Instructions to follow
Return the entries below in their exact form, leaving the pictures out.

Supplied data
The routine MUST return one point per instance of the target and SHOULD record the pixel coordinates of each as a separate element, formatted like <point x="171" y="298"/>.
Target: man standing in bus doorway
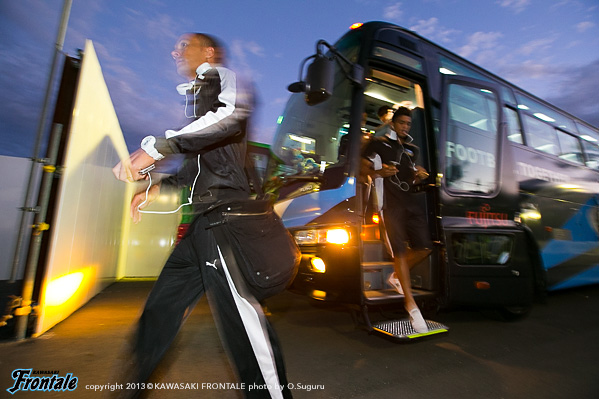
<point x="404" y="218"/>
<point x="215" y="143"/>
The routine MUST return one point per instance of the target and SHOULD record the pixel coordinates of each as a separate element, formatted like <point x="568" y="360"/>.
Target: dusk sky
<point x="549" y="48"/>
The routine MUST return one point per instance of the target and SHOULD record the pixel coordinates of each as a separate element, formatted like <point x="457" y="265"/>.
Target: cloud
<point x="393" y="12"/>
<point x="479" y="42"/>
<point x="584" y="26"/>
<point x="536" y="45"/>
<point x="578" y="92"/>
<point x="240" y="60"/>
<point x="431" y="29"/>
<point x="516" y="5"/>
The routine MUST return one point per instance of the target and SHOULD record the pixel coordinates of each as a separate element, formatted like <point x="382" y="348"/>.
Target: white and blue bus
<point x="513" y="194"/>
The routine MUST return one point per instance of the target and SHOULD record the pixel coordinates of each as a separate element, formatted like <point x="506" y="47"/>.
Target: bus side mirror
<point x="318" y="85"/>
<point x="320" y="77"/>
<point x="319" y="80"/>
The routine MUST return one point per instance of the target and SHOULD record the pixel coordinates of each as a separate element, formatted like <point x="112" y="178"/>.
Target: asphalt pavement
<point x="553" y="353"/>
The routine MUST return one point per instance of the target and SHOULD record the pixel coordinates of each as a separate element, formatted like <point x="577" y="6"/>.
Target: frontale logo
<point x="24" y="381"/>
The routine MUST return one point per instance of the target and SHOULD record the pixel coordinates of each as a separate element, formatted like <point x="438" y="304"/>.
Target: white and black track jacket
<point x="220" y="109"/>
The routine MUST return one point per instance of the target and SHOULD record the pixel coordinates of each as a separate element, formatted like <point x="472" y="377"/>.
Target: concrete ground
<point x="551" y="354"/>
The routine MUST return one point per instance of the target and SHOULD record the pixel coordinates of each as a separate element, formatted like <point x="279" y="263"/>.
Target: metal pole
<point x="39" y="226"/>
<point x="31" y="267"/>
<point x="36" y="161"/>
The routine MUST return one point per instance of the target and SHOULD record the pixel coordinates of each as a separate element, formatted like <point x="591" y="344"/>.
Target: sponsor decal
<point x="484" y="217"/>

Worked solution
The routine MUST return one point per instance of the target and SHOULD record the pixel coordinates of each as a separate element, formatted like <point x="171" y="298"/>.
Target: man standing in bus doorway
<point x="404" y="218"/>
<point x="215" y="143"/>
The routine MUST return one point per instance of the target and SHOULD record the pixel coordinates of each as a separate element, formatted like <point x="568" y="360"/>.
Target: dusk sky
<point x="549" y="48"/>
The routine MUST return one point per instance of the target and SHOULD record the pixel coordinates of each as a separate element, formatted like <point x="457" y="265"/>.
Target: cloud
<point x="393" y="12"/>
<point x="479" y="42"/>
<point x="584" y="26"/>
<point x="536" y="45"/>
<point x="578" y="92"/>
<point x="240" y="60"/>
<point x="431" y="29"/>
<point x="516" y="5"/>
The routine MUST return one point per instance of the target and SHOULD record the pixel coordinates of each as a separate element, formatted like <point x="382" y="348"/>.
Target: white and blue bus
<point x="513" y="194"/>
The routine MUST return one point per instance of the target and SHOULD record the pixel coordinates of each as a separate element, formatted like <point x="506" y="47"/>.
Target: bus side mirror
<point x="318" y="85"/>
<point x="320" y="77"/>
<point x="319" y="80"/>
The routine MUST return one point per instance of the target and SHOULD record the pixel coordinates of each as a separate element, formatted like <point x="112" y="178"/>.
Target: asphalt pavement
<point x="553" y="353"/>
The routine MUST return one point per instance of the target and SHOULD record the pixel coordinates of each as a separate element, formatted like <point x="577" y="6"/>.
Target: frontale logo
<point x="24" y="381"/>
The routine MUST return one point per instance of the target and SHOULD record the pixel coordinates of each as a separate element, formatted like <point x="438" y="304"/>.
Target: white and black track jacket
<point x="220" y="109"/>
The routine MUST return one point per instance of the target and SHOULD record the pixel coordinates of each as a separate element, formatted like <point x="472" y="377"/>.
Target: concrete ground
<point x="551" y="354"/>
The routine MUST return one point per instance of the target and SHOULD record the pixel coordinates of each as a separate element, formatted like <point x="279" y="263"/>.
Target: metal pole
<point x="39" y="226"/>
<point x="31" y="267"/>
<point x="36" y="161"/>
The routine MUST return one point per instance of the target and SHOULD record the pixel coordinates of each as a separate element, formatted like <point x="591" y="344"/>.
Target: sponsor decal
<point x="484" y="217"/>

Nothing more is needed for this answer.